Direction: Gather every line of the data below that contains the string "bird", and copy each one out. Case counts.

Data entries:
==========
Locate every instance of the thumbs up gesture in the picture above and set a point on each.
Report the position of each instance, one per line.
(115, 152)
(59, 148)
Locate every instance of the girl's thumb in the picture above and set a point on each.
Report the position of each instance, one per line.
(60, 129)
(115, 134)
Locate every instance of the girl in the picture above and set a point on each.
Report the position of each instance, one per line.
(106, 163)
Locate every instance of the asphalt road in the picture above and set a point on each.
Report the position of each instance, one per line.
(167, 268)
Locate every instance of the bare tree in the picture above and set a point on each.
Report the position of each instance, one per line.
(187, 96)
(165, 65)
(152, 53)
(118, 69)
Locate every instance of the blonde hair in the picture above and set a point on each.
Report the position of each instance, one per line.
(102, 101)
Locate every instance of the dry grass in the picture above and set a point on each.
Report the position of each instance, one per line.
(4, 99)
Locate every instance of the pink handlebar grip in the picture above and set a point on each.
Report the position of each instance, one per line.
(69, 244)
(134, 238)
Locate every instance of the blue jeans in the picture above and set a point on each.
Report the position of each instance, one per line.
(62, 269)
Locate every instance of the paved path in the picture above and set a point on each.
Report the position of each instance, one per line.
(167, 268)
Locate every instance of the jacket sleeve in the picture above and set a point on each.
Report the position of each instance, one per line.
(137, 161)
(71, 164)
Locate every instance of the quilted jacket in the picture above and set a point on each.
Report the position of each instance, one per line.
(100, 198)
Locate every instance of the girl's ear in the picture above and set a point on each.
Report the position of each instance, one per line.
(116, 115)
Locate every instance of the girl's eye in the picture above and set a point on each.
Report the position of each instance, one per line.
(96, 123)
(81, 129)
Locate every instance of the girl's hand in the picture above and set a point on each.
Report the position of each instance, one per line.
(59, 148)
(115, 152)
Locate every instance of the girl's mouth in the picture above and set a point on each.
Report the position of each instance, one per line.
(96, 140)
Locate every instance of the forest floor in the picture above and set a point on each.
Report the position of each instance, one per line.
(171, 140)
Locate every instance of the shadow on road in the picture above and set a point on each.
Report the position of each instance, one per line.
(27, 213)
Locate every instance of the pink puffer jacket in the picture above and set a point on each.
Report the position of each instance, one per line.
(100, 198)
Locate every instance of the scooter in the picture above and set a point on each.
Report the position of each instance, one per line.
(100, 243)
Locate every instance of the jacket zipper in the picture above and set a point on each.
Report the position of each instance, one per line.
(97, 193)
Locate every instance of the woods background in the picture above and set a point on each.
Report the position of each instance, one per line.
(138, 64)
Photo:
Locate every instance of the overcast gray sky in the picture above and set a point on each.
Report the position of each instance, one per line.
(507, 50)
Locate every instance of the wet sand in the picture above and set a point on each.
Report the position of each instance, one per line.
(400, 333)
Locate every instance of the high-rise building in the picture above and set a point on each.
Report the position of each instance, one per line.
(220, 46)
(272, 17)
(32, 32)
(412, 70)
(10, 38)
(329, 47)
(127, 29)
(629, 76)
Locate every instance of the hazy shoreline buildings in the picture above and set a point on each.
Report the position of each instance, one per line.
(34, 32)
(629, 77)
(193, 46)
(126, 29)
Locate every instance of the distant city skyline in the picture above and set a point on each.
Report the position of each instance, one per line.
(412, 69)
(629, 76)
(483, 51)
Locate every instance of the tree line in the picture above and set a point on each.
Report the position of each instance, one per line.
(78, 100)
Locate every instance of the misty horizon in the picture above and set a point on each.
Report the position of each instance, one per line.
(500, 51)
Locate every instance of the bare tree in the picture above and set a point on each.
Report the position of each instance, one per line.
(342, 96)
==========
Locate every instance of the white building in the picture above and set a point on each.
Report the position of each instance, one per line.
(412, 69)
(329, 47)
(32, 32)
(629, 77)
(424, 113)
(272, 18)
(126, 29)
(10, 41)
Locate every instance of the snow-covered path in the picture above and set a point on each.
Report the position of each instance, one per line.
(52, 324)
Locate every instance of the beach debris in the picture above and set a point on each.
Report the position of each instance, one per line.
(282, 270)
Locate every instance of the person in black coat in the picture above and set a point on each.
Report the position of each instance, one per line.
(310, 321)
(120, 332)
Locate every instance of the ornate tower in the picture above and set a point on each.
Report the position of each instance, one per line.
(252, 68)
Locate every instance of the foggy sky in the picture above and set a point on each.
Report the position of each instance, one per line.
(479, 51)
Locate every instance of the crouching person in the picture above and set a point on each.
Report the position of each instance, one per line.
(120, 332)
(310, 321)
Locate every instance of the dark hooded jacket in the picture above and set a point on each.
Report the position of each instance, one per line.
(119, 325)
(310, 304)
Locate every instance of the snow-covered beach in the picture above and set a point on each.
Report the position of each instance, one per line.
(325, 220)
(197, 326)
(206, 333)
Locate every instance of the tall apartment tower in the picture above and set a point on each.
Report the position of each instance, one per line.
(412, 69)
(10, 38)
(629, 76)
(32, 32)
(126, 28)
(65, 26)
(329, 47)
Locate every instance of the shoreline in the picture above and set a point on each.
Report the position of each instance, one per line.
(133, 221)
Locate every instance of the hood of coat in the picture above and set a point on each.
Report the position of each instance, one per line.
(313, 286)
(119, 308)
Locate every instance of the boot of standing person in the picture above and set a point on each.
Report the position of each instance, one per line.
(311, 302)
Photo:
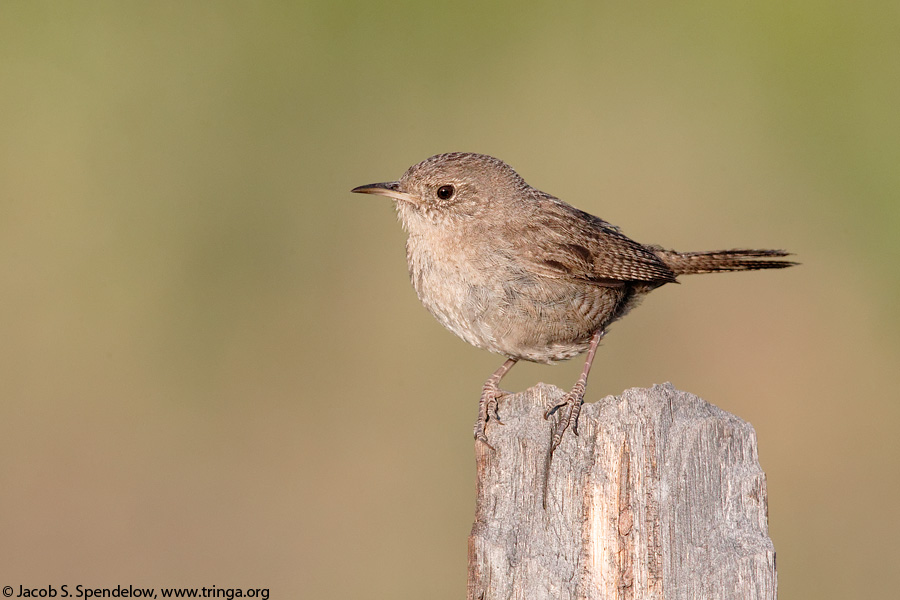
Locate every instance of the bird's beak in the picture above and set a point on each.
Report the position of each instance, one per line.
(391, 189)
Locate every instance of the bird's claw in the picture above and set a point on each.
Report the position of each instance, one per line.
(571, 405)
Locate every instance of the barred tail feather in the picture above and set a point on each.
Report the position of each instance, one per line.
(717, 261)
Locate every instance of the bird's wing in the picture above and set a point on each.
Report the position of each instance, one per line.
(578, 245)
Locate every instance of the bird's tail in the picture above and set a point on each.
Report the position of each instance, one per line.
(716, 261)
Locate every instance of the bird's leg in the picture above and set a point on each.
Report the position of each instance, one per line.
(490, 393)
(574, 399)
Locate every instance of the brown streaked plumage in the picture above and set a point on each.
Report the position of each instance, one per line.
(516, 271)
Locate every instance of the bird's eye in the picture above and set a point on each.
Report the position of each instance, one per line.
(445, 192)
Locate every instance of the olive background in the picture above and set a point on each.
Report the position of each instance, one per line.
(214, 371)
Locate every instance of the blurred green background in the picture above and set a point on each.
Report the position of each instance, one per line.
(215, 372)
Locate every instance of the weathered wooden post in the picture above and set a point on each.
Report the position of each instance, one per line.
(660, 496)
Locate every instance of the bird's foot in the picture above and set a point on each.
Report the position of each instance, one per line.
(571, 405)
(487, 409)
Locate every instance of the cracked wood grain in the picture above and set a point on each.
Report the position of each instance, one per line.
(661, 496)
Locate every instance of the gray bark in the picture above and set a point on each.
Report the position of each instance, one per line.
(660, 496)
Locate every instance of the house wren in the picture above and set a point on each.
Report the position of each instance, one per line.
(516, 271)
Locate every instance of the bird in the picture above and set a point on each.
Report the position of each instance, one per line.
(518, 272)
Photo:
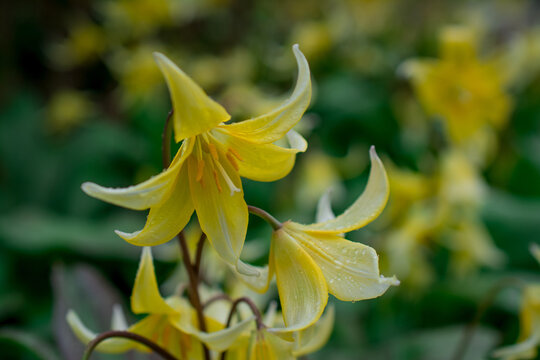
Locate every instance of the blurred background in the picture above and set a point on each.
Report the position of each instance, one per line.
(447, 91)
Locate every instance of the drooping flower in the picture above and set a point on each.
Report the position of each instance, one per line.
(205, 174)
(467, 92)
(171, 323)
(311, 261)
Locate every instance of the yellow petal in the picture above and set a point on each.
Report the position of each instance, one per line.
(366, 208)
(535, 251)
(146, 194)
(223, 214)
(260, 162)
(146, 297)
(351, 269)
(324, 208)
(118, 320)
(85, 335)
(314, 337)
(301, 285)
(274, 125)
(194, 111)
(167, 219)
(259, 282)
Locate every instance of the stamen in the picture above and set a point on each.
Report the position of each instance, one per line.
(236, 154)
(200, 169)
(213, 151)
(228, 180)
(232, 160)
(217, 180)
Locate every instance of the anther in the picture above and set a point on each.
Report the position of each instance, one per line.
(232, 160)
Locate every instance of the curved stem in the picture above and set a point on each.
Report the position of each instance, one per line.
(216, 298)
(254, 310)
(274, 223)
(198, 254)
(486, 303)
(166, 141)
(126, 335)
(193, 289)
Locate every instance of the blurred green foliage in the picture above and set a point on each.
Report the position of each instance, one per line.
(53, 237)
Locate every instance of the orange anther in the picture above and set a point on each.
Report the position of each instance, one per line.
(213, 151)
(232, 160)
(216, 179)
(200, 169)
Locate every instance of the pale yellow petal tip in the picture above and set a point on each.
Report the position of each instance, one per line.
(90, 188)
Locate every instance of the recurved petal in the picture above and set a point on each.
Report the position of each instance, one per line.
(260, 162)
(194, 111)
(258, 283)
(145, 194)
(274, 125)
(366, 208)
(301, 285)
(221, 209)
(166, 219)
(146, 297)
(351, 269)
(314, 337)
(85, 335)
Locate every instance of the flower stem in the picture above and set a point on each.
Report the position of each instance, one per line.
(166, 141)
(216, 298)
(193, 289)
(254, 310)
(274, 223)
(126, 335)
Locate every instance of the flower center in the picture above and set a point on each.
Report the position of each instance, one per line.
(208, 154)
==========
Task result:
Locate every instance of the bird's beak in the picture above and set a point on each.
Locate every instance of the bird's claw in the picture above and set a point on each.
Locate every instance of the bird's wing in the picture above and set a point on each.
Locate every instance of the bird's tail in the picture above and set a point on each.
Locate every instance of the bird's leg in the picture above and set a point on each.
Locate every instance of the bird's eye in the picture above and set a point on each.
Locate every instance of the bird's foot in the picture above and set a point on each.
Locate every instance of the bird in the picture above and set a point on each.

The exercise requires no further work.